# Extracted records:
▬▬▬▬▬▬▬▬▬▬

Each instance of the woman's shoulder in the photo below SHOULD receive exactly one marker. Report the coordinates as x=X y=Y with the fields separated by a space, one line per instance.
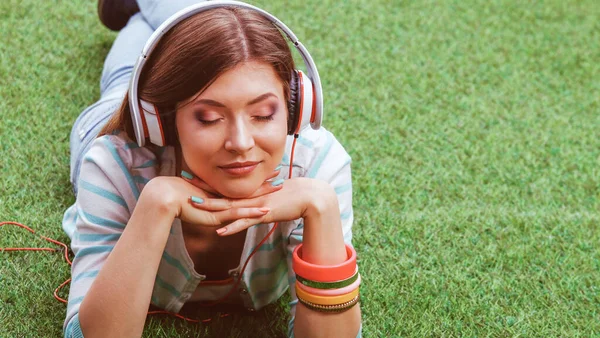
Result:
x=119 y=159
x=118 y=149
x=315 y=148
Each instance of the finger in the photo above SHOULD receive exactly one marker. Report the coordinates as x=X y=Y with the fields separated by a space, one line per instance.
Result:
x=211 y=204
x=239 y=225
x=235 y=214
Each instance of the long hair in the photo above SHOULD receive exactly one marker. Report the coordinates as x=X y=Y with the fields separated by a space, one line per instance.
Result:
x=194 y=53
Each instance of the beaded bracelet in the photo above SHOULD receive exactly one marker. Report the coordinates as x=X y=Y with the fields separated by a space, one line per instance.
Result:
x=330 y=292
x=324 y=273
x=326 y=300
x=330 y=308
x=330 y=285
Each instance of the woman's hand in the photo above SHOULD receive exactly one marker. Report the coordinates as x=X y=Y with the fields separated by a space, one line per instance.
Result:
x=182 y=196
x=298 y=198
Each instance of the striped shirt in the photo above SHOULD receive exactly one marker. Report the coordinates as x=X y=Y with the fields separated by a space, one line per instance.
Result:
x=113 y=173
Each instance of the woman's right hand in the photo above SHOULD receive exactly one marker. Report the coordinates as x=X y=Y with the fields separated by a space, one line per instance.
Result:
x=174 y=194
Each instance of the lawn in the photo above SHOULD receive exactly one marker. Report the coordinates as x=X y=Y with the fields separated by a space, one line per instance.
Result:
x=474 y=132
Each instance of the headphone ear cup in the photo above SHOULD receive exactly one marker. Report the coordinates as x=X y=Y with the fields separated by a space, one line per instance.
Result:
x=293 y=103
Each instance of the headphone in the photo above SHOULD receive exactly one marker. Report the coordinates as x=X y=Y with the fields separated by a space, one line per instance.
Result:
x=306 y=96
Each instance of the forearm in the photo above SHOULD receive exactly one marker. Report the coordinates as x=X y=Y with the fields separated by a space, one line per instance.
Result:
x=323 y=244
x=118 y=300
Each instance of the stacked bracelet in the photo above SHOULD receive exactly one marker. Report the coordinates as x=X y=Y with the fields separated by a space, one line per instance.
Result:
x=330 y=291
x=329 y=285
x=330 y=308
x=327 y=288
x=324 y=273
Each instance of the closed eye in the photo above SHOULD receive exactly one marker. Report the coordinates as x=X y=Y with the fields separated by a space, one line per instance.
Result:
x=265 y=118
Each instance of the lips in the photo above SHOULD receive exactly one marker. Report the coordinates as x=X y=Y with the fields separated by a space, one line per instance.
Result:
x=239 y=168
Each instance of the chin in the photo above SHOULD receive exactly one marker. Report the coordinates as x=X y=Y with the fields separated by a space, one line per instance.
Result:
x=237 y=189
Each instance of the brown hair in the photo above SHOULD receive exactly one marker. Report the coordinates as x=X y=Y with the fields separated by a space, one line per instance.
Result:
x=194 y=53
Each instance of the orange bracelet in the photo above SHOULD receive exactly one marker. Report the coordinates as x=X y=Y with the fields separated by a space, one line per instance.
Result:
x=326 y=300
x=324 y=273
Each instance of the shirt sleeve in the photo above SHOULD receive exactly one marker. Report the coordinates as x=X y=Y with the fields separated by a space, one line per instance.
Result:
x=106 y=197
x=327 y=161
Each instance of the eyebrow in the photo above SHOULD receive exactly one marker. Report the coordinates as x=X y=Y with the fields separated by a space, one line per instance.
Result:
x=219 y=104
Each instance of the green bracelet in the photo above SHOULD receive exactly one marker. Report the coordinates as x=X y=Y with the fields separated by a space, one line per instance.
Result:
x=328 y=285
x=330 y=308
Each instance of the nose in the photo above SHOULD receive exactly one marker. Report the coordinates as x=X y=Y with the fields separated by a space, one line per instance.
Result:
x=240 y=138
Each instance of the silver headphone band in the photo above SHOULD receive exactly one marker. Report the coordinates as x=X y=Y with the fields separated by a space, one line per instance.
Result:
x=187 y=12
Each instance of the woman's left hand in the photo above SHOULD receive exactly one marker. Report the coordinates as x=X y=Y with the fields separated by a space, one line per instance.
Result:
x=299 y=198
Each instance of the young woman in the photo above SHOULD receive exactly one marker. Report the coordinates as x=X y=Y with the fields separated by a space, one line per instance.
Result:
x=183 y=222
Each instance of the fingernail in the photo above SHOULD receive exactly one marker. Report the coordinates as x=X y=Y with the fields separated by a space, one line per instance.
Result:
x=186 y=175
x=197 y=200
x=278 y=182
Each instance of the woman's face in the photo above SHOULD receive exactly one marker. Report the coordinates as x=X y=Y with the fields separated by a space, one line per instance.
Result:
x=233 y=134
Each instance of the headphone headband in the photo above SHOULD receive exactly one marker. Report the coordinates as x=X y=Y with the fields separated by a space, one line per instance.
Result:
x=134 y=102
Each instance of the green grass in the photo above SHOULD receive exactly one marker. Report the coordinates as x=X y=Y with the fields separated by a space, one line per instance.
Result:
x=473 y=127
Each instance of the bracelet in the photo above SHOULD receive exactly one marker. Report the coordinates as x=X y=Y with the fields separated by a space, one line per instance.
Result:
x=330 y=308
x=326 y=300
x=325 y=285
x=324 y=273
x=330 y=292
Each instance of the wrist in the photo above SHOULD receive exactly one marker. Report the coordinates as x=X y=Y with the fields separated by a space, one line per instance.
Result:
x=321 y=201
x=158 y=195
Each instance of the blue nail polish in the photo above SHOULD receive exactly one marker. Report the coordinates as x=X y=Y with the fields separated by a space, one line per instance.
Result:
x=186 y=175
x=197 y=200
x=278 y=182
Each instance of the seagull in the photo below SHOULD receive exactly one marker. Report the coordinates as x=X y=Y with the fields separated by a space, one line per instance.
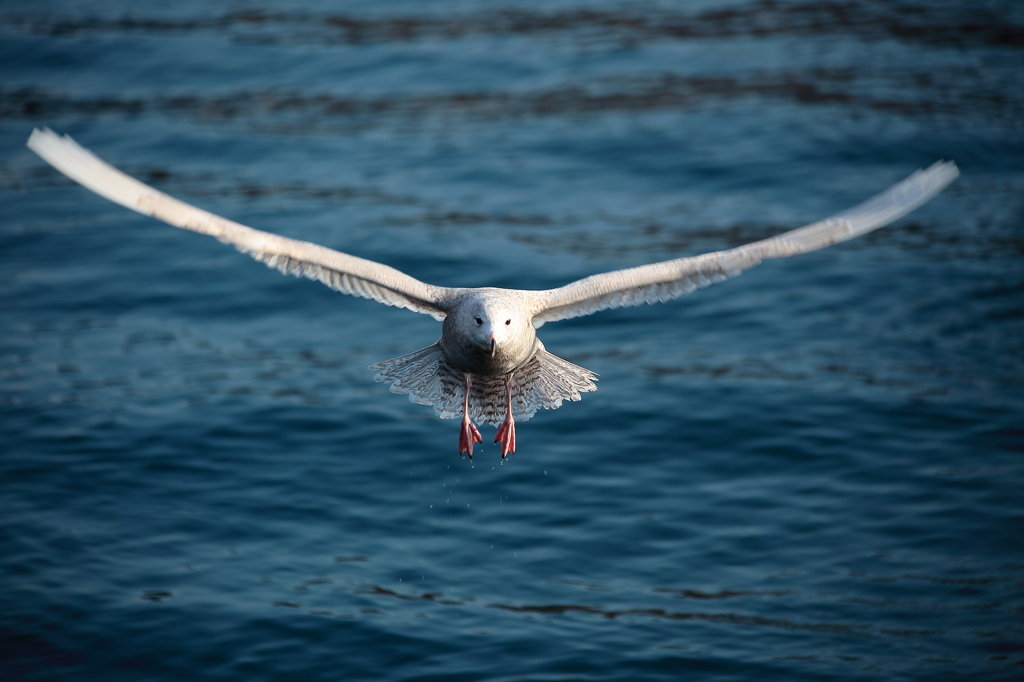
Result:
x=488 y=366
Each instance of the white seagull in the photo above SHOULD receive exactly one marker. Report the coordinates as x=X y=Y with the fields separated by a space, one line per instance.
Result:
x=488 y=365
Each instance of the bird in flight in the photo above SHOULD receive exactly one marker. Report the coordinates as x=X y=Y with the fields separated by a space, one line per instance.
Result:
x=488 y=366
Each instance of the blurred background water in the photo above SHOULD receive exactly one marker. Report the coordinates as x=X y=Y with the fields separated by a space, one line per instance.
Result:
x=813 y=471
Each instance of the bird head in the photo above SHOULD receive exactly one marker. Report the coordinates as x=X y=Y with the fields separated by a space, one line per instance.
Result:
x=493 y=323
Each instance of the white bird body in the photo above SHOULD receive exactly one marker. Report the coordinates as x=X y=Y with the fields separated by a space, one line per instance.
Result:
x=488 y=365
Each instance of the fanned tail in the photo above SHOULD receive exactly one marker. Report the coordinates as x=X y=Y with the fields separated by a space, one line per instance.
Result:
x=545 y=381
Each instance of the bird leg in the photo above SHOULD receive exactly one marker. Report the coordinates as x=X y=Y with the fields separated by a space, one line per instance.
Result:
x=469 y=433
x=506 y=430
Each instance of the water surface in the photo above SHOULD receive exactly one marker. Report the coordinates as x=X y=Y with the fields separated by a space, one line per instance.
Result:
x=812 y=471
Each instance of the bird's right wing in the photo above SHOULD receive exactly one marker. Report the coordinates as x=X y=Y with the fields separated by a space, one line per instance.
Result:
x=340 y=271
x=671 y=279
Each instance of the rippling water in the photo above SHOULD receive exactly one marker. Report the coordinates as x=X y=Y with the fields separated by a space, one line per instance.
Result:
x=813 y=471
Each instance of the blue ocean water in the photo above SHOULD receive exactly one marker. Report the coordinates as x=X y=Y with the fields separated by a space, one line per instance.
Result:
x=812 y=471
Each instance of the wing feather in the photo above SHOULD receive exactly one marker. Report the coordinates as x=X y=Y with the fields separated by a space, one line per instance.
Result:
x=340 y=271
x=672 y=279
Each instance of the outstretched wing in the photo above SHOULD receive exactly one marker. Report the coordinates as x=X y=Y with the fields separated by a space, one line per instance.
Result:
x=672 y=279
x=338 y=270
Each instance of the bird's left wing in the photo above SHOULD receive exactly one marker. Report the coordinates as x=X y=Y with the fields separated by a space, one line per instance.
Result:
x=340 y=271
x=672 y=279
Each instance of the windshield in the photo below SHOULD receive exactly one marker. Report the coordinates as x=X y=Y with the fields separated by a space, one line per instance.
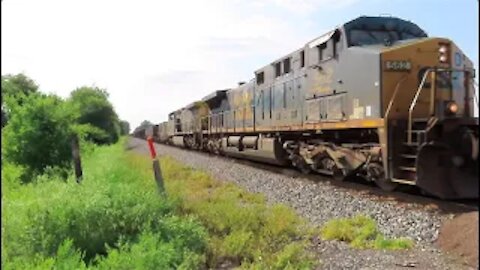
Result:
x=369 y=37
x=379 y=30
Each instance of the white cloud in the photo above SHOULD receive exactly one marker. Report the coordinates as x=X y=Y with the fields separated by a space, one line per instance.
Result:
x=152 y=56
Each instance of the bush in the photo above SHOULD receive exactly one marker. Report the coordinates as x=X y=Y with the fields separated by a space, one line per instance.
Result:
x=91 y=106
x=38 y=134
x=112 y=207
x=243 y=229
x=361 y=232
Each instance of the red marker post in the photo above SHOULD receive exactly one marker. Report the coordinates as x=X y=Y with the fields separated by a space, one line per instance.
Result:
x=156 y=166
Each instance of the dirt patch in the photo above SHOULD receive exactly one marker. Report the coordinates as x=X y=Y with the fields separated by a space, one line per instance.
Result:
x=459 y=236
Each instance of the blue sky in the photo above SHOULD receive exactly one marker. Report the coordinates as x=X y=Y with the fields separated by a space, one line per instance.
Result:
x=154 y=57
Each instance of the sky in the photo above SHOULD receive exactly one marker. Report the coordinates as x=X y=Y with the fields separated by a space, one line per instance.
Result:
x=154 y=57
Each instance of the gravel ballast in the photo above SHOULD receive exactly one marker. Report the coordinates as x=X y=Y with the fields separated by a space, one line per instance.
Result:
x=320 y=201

▬▬▬▬▬▬▬▬▬▬

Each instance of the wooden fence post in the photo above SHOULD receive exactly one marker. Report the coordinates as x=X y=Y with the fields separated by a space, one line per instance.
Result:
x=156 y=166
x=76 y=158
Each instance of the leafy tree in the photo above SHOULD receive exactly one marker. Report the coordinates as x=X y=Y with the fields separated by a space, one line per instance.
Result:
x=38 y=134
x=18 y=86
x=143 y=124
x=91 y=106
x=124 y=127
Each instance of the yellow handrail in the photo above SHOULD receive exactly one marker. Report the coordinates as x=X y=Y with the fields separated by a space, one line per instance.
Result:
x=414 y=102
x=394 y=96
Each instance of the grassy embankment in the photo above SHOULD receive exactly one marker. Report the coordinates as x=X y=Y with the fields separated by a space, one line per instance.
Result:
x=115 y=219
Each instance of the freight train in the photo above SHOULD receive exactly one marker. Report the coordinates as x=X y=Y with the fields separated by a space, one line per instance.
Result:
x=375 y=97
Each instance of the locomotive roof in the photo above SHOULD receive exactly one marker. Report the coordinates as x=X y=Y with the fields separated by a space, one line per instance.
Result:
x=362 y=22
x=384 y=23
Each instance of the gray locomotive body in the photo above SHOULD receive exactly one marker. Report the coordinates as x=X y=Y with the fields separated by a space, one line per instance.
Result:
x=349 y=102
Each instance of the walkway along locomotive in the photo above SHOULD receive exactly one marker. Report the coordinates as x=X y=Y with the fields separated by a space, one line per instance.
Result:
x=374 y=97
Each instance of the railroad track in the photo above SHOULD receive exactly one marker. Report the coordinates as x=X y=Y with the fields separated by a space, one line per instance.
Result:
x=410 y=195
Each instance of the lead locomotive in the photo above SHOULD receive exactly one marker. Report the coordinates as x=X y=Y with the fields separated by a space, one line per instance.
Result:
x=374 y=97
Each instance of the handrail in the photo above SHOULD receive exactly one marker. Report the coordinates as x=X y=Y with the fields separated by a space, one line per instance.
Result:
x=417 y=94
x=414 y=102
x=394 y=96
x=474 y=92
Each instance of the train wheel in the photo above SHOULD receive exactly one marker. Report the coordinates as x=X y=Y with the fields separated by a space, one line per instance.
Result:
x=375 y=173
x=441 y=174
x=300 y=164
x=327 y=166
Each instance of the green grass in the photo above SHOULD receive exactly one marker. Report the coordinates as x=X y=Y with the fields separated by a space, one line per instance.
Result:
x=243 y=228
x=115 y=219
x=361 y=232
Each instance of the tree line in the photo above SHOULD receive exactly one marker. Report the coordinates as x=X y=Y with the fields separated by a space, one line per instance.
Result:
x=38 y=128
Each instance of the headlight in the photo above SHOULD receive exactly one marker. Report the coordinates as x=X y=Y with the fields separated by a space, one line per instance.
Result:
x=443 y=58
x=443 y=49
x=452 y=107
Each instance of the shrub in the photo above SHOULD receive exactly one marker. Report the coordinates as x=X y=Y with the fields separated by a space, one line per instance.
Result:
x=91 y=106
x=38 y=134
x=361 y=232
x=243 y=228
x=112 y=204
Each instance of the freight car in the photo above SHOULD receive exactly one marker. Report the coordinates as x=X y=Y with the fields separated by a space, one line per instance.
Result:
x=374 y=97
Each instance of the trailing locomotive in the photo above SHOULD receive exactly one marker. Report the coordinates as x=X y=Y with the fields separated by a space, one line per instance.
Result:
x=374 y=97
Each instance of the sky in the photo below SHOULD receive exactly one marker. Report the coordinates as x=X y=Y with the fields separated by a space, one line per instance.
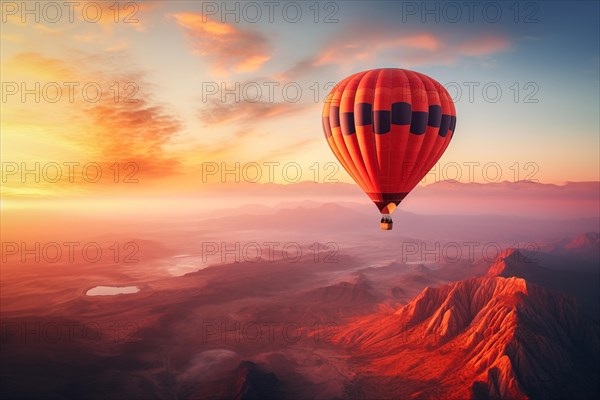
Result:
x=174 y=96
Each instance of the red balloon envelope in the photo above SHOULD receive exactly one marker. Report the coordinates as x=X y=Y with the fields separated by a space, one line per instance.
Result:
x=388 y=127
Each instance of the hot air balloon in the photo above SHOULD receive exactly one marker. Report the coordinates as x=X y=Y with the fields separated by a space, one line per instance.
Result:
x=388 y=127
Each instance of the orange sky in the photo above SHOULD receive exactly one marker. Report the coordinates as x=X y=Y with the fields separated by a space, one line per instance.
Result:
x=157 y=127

▬▬▬▬▬▬▬▬▬▬

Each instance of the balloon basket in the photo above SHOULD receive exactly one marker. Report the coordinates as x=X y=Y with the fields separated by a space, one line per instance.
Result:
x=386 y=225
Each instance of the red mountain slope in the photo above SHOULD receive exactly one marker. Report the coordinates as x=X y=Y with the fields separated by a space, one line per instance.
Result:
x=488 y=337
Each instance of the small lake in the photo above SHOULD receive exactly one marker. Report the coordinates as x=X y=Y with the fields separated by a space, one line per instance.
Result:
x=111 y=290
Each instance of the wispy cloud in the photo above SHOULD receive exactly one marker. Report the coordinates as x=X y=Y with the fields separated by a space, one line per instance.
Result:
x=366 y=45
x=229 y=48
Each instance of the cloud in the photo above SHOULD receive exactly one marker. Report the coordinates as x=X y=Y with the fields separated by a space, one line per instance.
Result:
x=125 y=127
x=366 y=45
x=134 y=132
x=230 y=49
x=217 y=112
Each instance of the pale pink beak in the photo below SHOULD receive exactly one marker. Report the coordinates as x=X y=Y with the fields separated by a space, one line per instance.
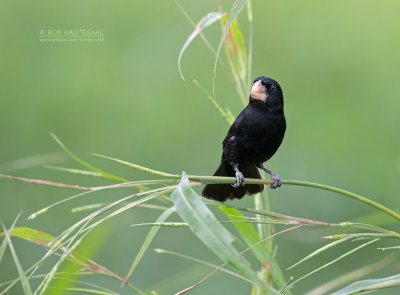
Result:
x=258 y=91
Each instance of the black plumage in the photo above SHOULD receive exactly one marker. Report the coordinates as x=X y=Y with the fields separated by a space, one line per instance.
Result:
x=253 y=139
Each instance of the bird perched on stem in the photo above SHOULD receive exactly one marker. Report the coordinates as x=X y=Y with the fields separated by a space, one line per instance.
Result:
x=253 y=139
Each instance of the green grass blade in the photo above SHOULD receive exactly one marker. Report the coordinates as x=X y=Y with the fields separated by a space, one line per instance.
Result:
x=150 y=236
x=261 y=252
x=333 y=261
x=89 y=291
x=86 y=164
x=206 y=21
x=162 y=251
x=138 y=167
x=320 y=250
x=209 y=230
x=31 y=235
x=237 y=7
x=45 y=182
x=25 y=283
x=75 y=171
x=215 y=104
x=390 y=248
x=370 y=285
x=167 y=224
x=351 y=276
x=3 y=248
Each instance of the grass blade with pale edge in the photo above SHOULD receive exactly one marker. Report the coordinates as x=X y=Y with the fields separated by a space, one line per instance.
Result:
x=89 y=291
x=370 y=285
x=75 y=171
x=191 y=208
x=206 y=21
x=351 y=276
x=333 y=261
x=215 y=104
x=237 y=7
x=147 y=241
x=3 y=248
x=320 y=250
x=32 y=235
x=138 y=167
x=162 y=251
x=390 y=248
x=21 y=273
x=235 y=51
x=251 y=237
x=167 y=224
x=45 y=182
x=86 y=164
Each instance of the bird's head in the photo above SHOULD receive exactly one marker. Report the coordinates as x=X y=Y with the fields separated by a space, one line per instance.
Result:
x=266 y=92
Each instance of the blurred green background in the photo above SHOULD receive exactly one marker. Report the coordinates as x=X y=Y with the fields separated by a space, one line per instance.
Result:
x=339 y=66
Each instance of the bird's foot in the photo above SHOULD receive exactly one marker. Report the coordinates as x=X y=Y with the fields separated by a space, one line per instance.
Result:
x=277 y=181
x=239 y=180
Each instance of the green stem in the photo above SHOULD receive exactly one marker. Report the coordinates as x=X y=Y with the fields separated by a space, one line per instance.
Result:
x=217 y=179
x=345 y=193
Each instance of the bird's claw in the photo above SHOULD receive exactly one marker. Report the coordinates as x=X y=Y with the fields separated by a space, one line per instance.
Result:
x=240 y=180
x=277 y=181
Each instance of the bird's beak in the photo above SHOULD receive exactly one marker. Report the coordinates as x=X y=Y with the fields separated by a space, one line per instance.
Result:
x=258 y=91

▬▬▬▬▬▬▬▬▬▬

# Exercise directions:
Filter the rows above and copy each line that contains the word "blurred", matching case exactly.

# Answer to the exercise:
Each instance of the blurred background water in the photo above SHOULD receive exactly one marker. Report the coordinates as x=X y=Y with the fields separated by a space, one line per instance.
Each instance of the blurred green background in the photo above SHOULD receive exactly one marker. Report the coordinates as x=X y=Y with the fields separated by a space, one line per instance.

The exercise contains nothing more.